**Exercise requirements:** Please rewrite the items below, starting at the line that contains "Front: indicate one pin on every instance of the man leaning" and running down to the end of the items, and substitute "title row" for "header row" with everything else left the same.

======== Record excerpts

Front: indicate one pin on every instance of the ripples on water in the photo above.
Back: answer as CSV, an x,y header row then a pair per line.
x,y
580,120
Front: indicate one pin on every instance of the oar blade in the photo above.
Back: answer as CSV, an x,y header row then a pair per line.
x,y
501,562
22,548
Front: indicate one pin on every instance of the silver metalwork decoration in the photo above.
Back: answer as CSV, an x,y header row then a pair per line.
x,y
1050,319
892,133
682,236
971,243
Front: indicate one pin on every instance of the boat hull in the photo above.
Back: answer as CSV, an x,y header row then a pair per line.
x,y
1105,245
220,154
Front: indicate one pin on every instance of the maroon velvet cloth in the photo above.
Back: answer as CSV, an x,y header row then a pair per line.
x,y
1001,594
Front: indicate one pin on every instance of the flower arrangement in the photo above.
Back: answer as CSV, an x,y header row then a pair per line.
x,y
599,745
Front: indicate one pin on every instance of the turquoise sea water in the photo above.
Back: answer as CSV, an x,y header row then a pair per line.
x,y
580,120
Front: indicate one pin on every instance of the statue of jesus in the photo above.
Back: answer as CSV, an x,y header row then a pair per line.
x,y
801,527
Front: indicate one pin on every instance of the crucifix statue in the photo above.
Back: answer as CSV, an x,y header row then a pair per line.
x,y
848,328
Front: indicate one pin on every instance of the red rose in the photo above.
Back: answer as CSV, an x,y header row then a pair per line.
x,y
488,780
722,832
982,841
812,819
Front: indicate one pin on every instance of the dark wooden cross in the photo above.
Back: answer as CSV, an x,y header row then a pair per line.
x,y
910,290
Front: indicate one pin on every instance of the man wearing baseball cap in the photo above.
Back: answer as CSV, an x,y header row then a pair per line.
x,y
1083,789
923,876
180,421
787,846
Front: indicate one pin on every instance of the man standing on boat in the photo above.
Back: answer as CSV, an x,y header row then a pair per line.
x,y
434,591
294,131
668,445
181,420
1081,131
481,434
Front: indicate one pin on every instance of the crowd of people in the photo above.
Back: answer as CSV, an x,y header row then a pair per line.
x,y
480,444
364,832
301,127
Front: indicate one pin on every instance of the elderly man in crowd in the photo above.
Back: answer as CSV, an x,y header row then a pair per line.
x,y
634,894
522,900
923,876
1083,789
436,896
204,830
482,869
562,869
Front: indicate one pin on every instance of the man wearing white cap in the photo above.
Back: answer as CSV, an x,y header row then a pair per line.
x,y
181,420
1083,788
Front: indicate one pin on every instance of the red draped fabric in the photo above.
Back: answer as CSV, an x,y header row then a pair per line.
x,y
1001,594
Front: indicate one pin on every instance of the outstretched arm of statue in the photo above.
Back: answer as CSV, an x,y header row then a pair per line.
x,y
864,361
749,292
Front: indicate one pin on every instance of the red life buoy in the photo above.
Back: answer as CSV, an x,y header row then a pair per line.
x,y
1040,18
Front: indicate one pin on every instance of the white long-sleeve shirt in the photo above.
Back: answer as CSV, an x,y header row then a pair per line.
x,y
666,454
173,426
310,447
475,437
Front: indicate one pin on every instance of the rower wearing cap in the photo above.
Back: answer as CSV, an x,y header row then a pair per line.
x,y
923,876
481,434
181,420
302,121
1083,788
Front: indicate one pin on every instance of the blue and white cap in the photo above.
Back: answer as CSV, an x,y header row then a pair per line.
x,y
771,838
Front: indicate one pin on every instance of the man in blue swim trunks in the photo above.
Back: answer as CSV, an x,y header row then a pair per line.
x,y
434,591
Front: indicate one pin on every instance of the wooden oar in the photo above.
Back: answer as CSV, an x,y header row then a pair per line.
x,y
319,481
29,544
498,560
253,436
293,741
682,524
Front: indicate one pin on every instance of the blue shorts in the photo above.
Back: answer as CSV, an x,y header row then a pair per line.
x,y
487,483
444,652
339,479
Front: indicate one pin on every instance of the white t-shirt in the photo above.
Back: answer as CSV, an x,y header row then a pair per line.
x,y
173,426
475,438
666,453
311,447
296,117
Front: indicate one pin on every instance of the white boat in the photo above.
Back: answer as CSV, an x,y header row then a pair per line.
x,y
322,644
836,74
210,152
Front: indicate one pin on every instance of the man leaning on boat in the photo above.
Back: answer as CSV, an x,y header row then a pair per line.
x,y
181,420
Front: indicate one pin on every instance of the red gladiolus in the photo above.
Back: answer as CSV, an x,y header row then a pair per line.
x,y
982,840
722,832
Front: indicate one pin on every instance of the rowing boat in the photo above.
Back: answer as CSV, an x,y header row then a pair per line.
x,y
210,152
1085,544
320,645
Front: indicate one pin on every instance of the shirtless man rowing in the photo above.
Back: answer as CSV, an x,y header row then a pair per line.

================

**Solution:**
Front: indicate one pin on every instance of the man leaning on boat in the photo above.
Back: answer as CSV, an x,y title row then a pair per line.
x,y
181,420
Front: indicate one pin on every instance of the red gladiolus in the photo above.
Back: answer as CSV, an x,y title row then a pair per line.
x,y
982,840
722,832
Front: indicate one pin on every instance of the rowing boat in the photo above.
Back: answer as CSV, an x,y title row then a pair per line.
x,y
210,152
1085,544
320,645
Front: indicate one pin on every instance of the shirtless man rowing in the photo above.
Back: answer as CSV, an x,y title row then a pair per line.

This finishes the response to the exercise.